- _Task description_: How many lines in the stored dataset entries below contain the word "segment"? Reply with the count alone.

### Dataset excerpts

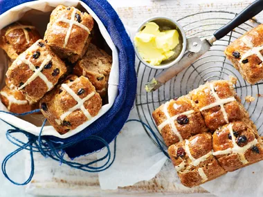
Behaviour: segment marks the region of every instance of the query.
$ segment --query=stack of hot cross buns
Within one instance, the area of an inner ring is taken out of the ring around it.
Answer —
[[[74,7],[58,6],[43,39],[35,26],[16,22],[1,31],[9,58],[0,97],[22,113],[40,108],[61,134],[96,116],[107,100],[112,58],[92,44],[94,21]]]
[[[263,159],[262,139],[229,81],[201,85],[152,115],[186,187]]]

######
### Dataset excerpts

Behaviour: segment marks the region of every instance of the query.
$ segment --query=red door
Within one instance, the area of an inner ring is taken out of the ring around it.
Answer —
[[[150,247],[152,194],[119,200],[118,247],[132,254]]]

######

- _Answer to the exercise_: 4